▶ **What is being asked**:
Reproduce the records word for word, starting at the very beginning and ending with the line that contains "104L554 90L553 80L538", including both ends.

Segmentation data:

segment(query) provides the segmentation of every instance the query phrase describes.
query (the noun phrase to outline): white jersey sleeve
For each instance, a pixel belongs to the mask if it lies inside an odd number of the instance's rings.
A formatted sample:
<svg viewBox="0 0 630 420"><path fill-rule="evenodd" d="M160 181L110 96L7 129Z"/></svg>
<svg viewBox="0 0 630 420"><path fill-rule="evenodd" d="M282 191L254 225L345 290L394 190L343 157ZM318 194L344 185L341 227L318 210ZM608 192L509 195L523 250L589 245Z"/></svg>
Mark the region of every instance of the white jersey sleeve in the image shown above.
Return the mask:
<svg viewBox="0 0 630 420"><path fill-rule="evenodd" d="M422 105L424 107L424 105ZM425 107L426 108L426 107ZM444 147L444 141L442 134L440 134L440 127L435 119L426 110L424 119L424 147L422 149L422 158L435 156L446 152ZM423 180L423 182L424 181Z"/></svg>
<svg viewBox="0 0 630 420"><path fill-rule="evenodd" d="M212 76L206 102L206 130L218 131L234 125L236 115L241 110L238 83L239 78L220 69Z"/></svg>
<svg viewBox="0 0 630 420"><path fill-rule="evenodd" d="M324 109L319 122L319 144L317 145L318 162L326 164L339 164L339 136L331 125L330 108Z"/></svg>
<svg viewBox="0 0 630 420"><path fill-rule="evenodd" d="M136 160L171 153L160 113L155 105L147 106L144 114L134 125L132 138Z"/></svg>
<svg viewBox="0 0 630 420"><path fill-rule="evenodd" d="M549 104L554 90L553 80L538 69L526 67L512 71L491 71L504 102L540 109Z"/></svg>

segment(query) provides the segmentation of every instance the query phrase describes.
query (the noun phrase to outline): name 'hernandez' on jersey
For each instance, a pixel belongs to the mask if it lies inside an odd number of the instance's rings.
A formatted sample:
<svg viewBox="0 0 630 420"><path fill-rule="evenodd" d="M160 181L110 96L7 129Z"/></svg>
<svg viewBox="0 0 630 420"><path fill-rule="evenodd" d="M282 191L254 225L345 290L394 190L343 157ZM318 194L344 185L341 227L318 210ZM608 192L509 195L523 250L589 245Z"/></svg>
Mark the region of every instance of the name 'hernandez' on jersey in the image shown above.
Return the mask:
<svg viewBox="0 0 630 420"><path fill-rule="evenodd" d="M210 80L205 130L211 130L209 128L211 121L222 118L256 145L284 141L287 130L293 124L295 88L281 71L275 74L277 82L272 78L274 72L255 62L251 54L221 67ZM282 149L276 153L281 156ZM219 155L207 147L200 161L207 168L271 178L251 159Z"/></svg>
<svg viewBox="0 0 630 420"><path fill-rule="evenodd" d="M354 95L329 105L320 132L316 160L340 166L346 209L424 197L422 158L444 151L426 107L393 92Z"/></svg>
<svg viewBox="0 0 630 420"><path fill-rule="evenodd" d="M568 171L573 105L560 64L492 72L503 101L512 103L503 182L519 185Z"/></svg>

▶ **Solution for this task**:
segment(query) provides the segmentation of every instance the query phrase describes.
query (the noun phrase to outline): white jersey sleeve
For each instance, a pixel belongs to the mask if it lies inside an odd number of the instance's rings.
A formatted sample:
<svg viewBox="0 0 630 420"><path fill-rule="evenodd" d="M160 181L110 96L7 129Z"/></svg>
<svg viewBox="0 0 630 420"><path fill-rule="evenodd" d="M282 191L254 225L345 290L394 190L343 157ZM318 194L344 185L341 227L318 210ZM608 192L509 195L523 250L589 245Z"/></svg>
Mark the region of every instance of the white jersey sleeve in the image shown above.
Return the mask:
<svg viewBox="0 0 630 420"><path fill-rule="evenodd" d="M422 105L424 107L424 105ZM425 107L426 108L426 107ZM444 147L444 141L442 134L440 134L440 127L435 119L426 110L424 119L424 147L422 149L422 158L435 156L446 152ZM423 180L423 182L424 181Z"/></svg>
<svg viewBox="0 0 630 420"><path fill-rule="evenodd" d="M212 76L206 102L206 130L218 131L234 125L236 115L241 110L238 83L239 78L220 69Z"/></svg>
<svg viewBox="0 0 630 420"><path fill-rule="evenodd" d="M324 109L319 122L319 144L317 145L318 162L326 164L339 164L339 136L331 125L330 108Z"/></svg>
<svg viewBox="0 0 630 420"><path fill-rule="evenodd" d="M136 160L171 153L160 113L155 105L147 106L144 114L134 125L132 138Z"/></svg>
<svg viewBox="0 0 630 420"><path fill-rule="evenodd" d="M549 104L554 90L553 80L538 69L526 67L512 71L491 71L504 102L540 109Z"/></svg>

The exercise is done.